Your instructions:
In the answer, every entry must appear exactly as given.

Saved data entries
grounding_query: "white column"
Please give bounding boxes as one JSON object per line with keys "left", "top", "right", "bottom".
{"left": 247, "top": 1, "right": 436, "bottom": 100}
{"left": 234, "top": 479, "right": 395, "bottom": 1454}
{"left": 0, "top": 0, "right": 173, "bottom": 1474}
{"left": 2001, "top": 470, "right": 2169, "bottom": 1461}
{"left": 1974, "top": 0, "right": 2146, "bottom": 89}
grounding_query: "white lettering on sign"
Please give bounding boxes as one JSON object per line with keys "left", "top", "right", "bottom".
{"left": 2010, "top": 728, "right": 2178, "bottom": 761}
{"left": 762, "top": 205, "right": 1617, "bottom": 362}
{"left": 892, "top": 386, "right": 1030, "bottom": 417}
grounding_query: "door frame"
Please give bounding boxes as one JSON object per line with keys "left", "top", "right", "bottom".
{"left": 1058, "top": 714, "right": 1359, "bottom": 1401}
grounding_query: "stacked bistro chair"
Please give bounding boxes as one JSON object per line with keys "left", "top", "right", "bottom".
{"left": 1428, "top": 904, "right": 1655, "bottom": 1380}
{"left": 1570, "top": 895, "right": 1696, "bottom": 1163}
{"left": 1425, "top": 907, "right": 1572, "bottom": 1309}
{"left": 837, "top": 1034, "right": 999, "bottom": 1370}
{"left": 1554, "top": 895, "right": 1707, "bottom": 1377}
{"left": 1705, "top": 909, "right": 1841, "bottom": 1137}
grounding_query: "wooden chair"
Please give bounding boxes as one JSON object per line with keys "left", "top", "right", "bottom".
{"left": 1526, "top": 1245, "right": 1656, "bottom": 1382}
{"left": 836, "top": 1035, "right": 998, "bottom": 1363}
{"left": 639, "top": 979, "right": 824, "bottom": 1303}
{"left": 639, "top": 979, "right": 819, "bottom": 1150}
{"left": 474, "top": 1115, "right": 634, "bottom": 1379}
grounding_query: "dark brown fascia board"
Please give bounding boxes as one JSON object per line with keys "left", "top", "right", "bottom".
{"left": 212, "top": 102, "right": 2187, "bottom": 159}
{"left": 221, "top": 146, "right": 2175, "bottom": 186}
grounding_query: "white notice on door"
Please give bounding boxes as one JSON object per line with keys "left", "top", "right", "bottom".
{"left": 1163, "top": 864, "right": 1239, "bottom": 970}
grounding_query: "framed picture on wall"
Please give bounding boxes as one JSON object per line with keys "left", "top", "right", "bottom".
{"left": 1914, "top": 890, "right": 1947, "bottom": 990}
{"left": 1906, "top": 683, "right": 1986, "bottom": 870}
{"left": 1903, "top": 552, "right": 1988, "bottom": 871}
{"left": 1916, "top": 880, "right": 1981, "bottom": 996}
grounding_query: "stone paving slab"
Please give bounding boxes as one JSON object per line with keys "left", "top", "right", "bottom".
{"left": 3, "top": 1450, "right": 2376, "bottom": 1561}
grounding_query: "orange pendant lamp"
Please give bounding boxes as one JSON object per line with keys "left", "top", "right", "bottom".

Task result:
grounding_query: "white column"
Please give bounding boxes as one JSON object per line with keys "left", "top", "right", "bottom".
{"left": 247, "top": 1, "right": 436, "bottom": 100}
{"left": 234, "top": 479, "right": 395, "bottom": 1454}
{"left": 0, "top": 0, "right": 173, "bottom": 1474}
{"left": 2001, "top": 470, "right": 2169, "bottom": 1461}
{"left": 1974, "top": 0, "right": 2146, "bottom": 89}
grounding_query: "white lettering on sign"
Please give bounding boxes as one JSON object per line with keys "left", "top", "right", "bottom".
{"left": 2010, "top": 728, "right": 2178, "bottom": 761}
{"left": 762, "top": 205, "right": 1617, "bottom": 362}
{"left": 892, "top": 386, "right": 1030, "bottom": 417}
grounding_query: "door frame"
Please give bounding boxes as one JSON object per line with keys "left", "top", "right", "bottom".
{"left": 1058, "top": 714, "right": 1359, "bottom": 1401}
grounding_query: "stacked bistro chair"
Please give bounding boxes as one JSON object per line with keys "left", "top", "right", "bottom".
{"left": 1428, "top": 904, "right": 1655, "bottom": 1380}
{"left": 1570, "top": 895, "right": 1696, "bottom": 1163}
{"left": 1425, "top": 907, "right": 1572, "bottom": 1309}
{"left": 837, "top": 1034, "right": 999, "bottom": 1370}
{"left": 1554, "top": 895, "right": 1707, "bottom": 1377}
{"left": 1705, "top": 909, "right": 1841, "bottom": 1137}
grounding_query: "wooden chair"
Please give bounding boxes as one JSON object per line with keys "left", "top", "right", "bottom".
{"left": 1526, "top": 1245, "right": 1656, "bottom": 1382}
{"left": 836, "top": 1035, "right": 998, "bottom": 1363}
{"left": 639, "top": 979, "right": 824, "bottom": 1303}
{"left": 639, "top": 979, "right": 819, "bottom": 1150}
{"left": 474, "top": 1115, "right": 634, "bottom": 1379}
grounding_query: "dark brown fascia board"
Please give bounding boxes as one JSON object per line with keys "left", "top", "right", "bottom".
{"left": 212, "top": 102, "right": 2187, "bottom": 159}
{"left": 221, "top": 146, "right": 2175, "bottom": 186}
grounding_query: "white notice on door"
Please give bounding boxes as one JSON object per line with keys "left", "top", "right", "bottom".
{"left": 1163, "top": 864, "right": 1239, "bottom": 970}
grounding_query: "framed picture on wall"
Please give bounding boxes as one JSON object per line with keys "left", "top", "right", "bottom".
{"left": 1914, "top": 890, "right": 1947, "bottom": 990}
{"left": 1906, "top": 683, "right": 1986, "bottom": 870}
{"left": 1903, "top": 552, "right": 1988, "bottom": 871}
{"left": 1916, "top": 880, "right": 1981, "bottom": 996}
grounding_query: "stone paving slab"
Please give bounding boxes as one JSON object per line with keys "left", "top", "right", "bottom".
{"left": 3, "top": 1450, "right": 2376, "bottom": 1561}
grounding_query: "orange pendant lamp"
Please give bounding boxes as one JSON object per line with keys "left", "top", "right", "bottom".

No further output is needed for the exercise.